[Text extract]

We assume that each each drone occupies a position $\mathbf{x} = \left(x_1, x_2\right)$, that a drone is destroyed once it is detected by the target, and that the target is destroyed once any drone is sufficiently close to it.

In [None]:
# If in the cloud, please uncomment the line below and run this cell
# ! pip install -U https://github.com/PythonOT/POT/archive/master.zip

# 1. **THE GROUND PROBLEM**

The problem is the ground MDP 
$M = \left(
    \mathcal{S},
    \mathcal{A},
    \mathbf{T},
    \mathbf{R}
\right)$
where:

## 1.1. **The States and the Actions**

The state of each vehicule $v$ consists in 5 components: the positional components $s_{v,1}=x_1$ and $x_{v,2}=x_2$, the velocity components $s_{v,3}=\text{\small speed}_1$ and $x_{v,4}=\text{\footnotesize speed}_2$, and an internal component $s_{v,0} \in \left\{0,1\right\}$, $1$ for alive and $1$ for destroyed.
This state is therefore represented by a vector $s_{v} \in \left\{0,1\right\}\times\mathbb{R}^4$.
For the sake of ***discretization***, we assume that the set $\mathbb{R}^2$ of vehicule positions is partitionned in squares 
$$
    \text{Place}_{p_1,p_2} = 
    \left[x_{1,p_1}, x_{1,p_1}+\text{\footnotesize PlaceSkip}\right)
    \times
    \left[x_{2,p_2}, x_{2,p_2}+\text{\footnotesize PlaceSkip}\right),
$$
where $\mathcal{P}=\left\{p_\text{min},\ldots,p_\text{max}\right\}\subseteq\mathbb{N}$,
$p_1$ and $p_2 \in \mathcal{P}$, and $\text{\footnotesize MinSkip} \in \mathbb{R}$, with 
$x_{i,p+1} = x_{i,p} + \text{\footnotesize PlaceSkip}$
for all $i=1,2$.
So the position of a vehicule will always be bottom left corner of the square in which it is.

For the same sake of discretization, the velocity of a vehicule is any vector $\left(\eta_1 \times \text{\footnotesize PlaceSkip},\eta_2 \times \text{\footnotesize PlaceSkip}\right)$,
where $\eta_1,\eta_2 \in \left\{-\Eta, \ldots, 0, \ldots, \Eta\right\}$ satisfy some condition
$\begin{equation}
    \sqrt{\eta_1^2 + \eta_2^2} \leqslant \eta_\text{max}
\end{equation}$
of boundedness, and $\Eta\in\mathbb{N}^*$
and $\eta_\text{max} \leqslant \Eta$
are constant.

[Point placement entries]
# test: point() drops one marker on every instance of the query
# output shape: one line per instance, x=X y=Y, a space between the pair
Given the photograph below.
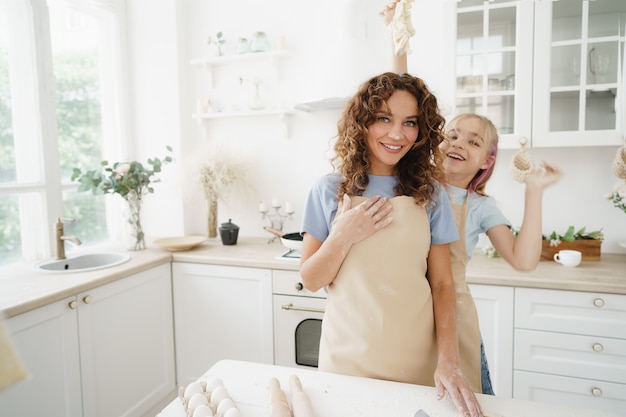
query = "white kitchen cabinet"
x=492 y=67
x=46 y=339
x=221 y=312
x=105 y=352
x=570 y=347
x=495 y=313
x=577 y=88
x=548 y=71
x=242 y=85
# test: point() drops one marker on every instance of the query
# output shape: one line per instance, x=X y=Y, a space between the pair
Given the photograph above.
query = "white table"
x=335 y=395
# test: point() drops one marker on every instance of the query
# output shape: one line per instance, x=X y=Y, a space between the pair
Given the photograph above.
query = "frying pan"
x=289 y=240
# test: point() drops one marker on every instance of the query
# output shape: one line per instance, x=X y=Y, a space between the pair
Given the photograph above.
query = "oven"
x=298 y=317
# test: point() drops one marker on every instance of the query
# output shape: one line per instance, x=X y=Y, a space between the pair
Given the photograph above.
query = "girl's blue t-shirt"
x=321 y=207
x=482 y=214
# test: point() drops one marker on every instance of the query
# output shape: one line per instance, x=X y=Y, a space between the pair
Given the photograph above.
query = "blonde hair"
x=489 y=133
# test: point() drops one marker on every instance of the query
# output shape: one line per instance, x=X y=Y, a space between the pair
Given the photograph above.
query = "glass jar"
x=259 y=42
x=243 y=47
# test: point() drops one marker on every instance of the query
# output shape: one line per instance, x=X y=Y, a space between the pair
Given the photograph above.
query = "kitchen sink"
x=83 y=263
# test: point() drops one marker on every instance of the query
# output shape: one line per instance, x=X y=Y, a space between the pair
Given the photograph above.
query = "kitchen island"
x=334 y=395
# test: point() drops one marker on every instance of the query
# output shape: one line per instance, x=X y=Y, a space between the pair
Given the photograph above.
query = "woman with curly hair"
x=377 y=232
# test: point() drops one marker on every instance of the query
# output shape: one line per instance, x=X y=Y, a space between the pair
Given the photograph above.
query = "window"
x=60 y=72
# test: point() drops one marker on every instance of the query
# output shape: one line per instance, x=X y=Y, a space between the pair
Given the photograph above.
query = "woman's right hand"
x=320 y=261
x=357 y=223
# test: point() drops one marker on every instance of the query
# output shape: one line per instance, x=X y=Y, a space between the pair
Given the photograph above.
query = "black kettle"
x=229 y=232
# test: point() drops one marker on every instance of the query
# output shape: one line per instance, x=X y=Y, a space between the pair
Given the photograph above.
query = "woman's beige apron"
x=378 y=321
x=467 y=317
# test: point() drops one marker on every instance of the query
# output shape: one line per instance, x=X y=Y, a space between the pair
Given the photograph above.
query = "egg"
x=225 y=405
x=233 y=412
x=202 y=411
x=196 y=401
x=193 y=388
x=218 y=394
x=213 y=383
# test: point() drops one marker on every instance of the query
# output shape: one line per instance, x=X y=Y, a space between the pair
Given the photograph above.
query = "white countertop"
x=22 y=288
x=333 y=395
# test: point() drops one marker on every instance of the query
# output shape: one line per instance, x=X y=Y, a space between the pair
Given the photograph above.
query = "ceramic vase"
x=133 y=230
x=212 y=217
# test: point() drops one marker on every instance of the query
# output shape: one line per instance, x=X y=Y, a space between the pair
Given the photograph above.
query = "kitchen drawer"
x=290 y=283
x=574 y=312
x=574 y=392
x=570 y=355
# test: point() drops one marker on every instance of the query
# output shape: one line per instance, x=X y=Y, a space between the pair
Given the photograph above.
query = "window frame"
x=39 y=187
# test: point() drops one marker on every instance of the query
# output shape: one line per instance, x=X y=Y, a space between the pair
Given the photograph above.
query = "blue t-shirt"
x=321 y=207
x=482 y=214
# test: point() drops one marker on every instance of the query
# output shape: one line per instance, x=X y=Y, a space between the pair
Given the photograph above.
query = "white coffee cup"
x=568 y=257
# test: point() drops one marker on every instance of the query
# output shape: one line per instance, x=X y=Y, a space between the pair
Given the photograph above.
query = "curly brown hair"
x=419 y=169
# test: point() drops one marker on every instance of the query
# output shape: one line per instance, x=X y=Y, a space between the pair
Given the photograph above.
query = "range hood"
x=354 y=46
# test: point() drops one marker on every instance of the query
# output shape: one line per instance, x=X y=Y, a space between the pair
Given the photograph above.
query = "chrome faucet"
x=60 y=238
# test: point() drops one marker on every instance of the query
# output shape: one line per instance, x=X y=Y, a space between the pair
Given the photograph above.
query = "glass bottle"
x=243 y=47
x=259 y=42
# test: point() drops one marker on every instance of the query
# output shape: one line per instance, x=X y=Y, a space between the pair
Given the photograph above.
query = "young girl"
x=471 y=151
x=390 y=312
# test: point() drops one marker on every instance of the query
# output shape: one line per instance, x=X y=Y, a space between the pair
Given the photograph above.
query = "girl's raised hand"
x=544 y=175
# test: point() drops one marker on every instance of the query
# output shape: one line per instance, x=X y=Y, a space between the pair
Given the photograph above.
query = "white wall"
x=166 y=87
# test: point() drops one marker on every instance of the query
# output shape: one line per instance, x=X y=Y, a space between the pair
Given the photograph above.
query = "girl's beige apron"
x=378 y=321
x=466 y=315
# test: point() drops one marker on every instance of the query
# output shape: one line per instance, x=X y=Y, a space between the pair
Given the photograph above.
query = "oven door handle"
x=290 y=306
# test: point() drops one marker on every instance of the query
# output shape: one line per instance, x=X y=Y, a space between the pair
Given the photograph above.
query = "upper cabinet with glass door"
x=493 y=64
x=579 y=55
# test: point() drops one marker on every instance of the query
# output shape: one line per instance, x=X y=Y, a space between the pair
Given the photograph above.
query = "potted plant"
x=588 y=243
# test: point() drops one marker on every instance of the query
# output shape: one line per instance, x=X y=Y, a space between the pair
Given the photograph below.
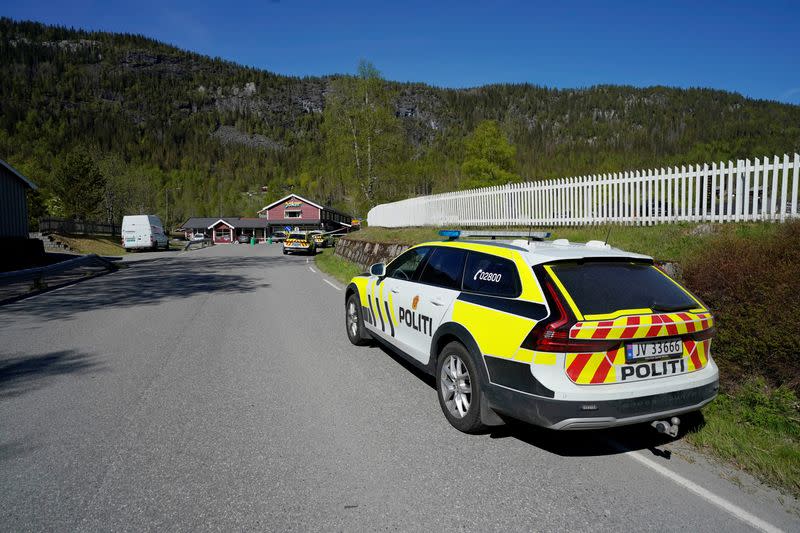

[Required task A] In the notebook excerpt, update the passage that opens with the words "The state of" and closes with "and $1$ for destroyed." by replacing "internal component" with "status component", and give the whole passage back.
[Required task B] Please rescale the point placement entries from their start through the line containing "x=377 y=232": multiply every x and y coordinate in the answers by 1.7 and round to whole numbers, with halves going up. Write out all of those lines, keep every line other than the coordinates as it stands, and leave out the pictures.

[Task output A]
The state of each vehicule $v$ consists in 5 components: the positional components $s_{v,1}=x_1$ and $x_{v,2}=x_2$, the velocity components $s_{v,3}=\text{\small speed}_1$ and $x_{v,4}=\text{\footnotesize speed}_2$, and an status component $s_{v,0} \in \left\{0,1\right\}$, $1$ for alive and $1$ for destroyed.

[Task output B]
# test: point() drops one marker on every instance of the query
# output shape: one line per instance, x=X y=Y, a space between the pair
Given the photograph below.
query = "white kitchen cabinet"
x=836 y=114
x=78 y=576
x=376 y=530
x=179 y=598
x=969 y=590
x=842 y=532
x=981 y=150
x=932 y=121
x=411 y=145
# test: point() drops one marker on every instance of the query
# output shape: one line per instance, x=X y=Y, a space between the pair
Given the photograph above.
query = "white table"
x=570 y=672
# test: point() drops one marker on every instance of the query
# output shape: one line per instance, x=X y=Y, a space between the pair
Given the photograph above.
query = "frying pan"
x=491 y=408
# test: point() drops one marker on every instance of the query
# output shape: one line per instance, x=X y=Y, a space between the pair
Given the photograph above.
query = "oven"
x=507 y=539
# test: point() drops one marker on every instance of the query
# output shape: one line per instance, x=X y=Y, a space between the pair
Given the photograph above.
query = "girl's blue t-shirt"
x=546 y=352
x=819 y=364
# test: point() drops one marker on every instance of the query
# output shape: one line per instance, x=X y=Y, a space between the pair
Given the photograph above.
query = "blonde hair"
x=831 y=226
# test: point() drops one marker on every instance of the query
# output shape: one line per instance, x=X y=Y, a space between the pair
Given the photograph above.
query = "glass jar"
x=440 y=71
x=413 y=80
# test: point() drops one marker on every instance of the query
# output shape: one line per instance, x=X y=Y, a space between the pair
Given the photograph above.
query = "kitchen sink"
x=141 y=447
# test: point() drops one marker on every instance of the query
# output shape: one line per instance, x=X y=Y, a space between the pair
Given the photograph above.
query = "kitchen island"
x=568 y=672
# test: point() drops one marker on every instance of the query
# output shape: one line per instance, x=X y=Y, a space between the pair
Given the photograph above.
query = "woman with curly hair"
x=641 y=394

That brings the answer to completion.